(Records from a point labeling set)
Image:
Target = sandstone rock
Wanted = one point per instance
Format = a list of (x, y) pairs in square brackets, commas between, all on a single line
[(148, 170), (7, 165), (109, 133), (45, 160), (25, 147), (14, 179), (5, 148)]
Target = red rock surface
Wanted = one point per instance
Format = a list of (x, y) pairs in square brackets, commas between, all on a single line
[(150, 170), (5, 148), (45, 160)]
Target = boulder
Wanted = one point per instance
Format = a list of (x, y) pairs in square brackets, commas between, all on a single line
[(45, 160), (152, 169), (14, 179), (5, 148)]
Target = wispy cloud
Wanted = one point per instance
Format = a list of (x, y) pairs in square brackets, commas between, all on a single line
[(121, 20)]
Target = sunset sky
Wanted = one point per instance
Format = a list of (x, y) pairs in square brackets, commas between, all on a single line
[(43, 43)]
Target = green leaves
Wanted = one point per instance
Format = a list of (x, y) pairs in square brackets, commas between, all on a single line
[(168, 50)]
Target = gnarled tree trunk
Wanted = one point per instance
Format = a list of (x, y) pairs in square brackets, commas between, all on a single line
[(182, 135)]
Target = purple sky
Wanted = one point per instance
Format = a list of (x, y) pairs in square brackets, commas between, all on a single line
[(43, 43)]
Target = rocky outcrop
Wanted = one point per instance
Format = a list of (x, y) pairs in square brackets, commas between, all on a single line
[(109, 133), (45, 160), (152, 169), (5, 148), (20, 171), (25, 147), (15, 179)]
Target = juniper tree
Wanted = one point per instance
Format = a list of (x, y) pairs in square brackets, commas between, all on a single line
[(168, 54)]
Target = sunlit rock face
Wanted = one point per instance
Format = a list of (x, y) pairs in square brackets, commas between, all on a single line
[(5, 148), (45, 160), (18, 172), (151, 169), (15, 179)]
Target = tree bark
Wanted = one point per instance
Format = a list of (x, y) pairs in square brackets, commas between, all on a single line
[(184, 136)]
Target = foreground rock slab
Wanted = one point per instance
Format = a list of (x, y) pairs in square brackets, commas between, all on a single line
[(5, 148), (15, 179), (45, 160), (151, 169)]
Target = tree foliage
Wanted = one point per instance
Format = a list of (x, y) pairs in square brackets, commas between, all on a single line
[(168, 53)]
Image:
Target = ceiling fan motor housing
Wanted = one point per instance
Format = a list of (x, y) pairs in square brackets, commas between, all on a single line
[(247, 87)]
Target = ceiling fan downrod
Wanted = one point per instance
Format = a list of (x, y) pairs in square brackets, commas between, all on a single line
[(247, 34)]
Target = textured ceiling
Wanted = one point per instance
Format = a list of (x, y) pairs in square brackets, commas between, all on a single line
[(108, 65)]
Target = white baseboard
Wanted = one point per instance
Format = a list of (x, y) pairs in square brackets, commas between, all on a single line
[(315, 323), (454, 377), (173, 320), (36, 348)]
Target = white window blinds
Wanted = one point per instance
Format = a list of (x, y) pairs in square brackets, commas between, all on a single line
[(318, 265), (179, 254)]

• Directions for this task
Recast the data above as a numbered list, one line per item, leaving out any blank lines.

• Solved exercise
1. Image:
2. Target = sandstone rock
3. Wanted = one point per instance
4. Format = a list of (x, y) pairs in square brackets, commas between, all on a single line
5. [(148, 170), (7, 165), (109, 133), (45, 160), (25, 147), (14, 179), (5, 148)]
6. Target = red rock surface
7. Wanted = one point per instance
8. Format = a list of (x, y) pairs in square brackets, commas between, all on a single line
9. [(150, 170), (5, 148), (45, 160)]
10. Target = boulder
11. Wanted = one point per instance
12. Format = a list of (x, y) pairs in square brackets, commas between, all on a single line
13. [(45, 160), (152, 169), (14, 179), (5, 148)]
14. Target = wispy cloud
15. Wanted = one point per instance
16. Format = a list of (x, y) pairs in square brackets, commas between, all on a single line
17. [(121, 20)]
18. Target = sunset sky
19. Wanted = one point per instance
20. Format = a list of (x, y) pairs in square brackets, commas between, all on a single line
21. [(43, 43)]
22. Target = green leaves
23. Wanted = one point per instance
24. Format = a list of (x, y) pairs in square brackets, commas between, all on a single line
25. [(168, 50)]
26. Target = gnarled tree trunk
27. Wanted = one point per instance
28. Format = a list of (x, y) pairs in square brackets, commas between, all on a single line
29. [(182, 135)]
30. Target = purple sky
31. Wanted = one point per instance
32. Format = a list of (x, y) pairs in square brackets, commas between, all on a single line
33. [(43, 43)]
34. Target = rocky outcrop
35. Wanted = one point per instance
36. Format = a list of (x, y) pairs in square brackets, commas between, all on a single line
37. [(109, 133), (45, 160), (152, 169), (5, 148), (20, 171), (25, 147), (15, 179)]
38. Target = juniper tree
39. Wanted = one point per instance
40. Format = a list of (x, y) pairs in square brackets, commas between, all on a single line
41. [(168, 54)]
42. Target = sunlit rock face
43. Wanted = one point per instance
44. Format = a list of (x, y) pairs in square brackets, commas between, all on a single line
45. [(5, 148), (45, 160), (18, 172), (151, 169), (15, 179)]
46. Target = tree bark
47. Wanted = one point per instance
48. Format = a list of (x, y) pairs in square brackets, commas between, all on a single line
49. [(184, 136)]
50. Target = foreground rock slab
51. Wanted = one point per instance
52. Format = a list of (x, y) pairs in square brackets, commas between, all on a single line
53. [(5, 148), (15, 179), (45, 160), (151, 169)]
54. Target = tree foliage
55. Wanted = one point per instance
56. Format = a list of (x, y) pairs in square brackets, commas between, all on a single line
57. [(168, 53)]
58. Image:
59. Target = ceiling fan motor housing
60. Wanted = one point per instance
61. Format = a list of (x, y) pairs in square brackets, commas between, all on a single line
62. [(247, 87)]
63. Target = ceiling fan downrod
64. Wanted = one point per instance
65. Format = a list of (x, y) pairs in square brackets, commas between, all on a single line
66. [(247, 34)]
67. Target = textured ceiling
68. Wanted = one point per instance
69. Format = a list of (x, y) pairs in square brackets, commas between, all on a single line
70. [(108, 65)]
71. Target = white baseboard
72. Wanted = one point per instance
73. Format = a list of (x, y) pairs in square brackets, commas between, all on a single line
74. [(315, 323), (454, 377), (173, 320), (36, 348)]
75. Target = white window blinds
76. Wanted = one point per instance
77. Format = a list of (x, y) pairs in square brackets, commas between, all on a single line
78. [(318, 265), (179, 254)]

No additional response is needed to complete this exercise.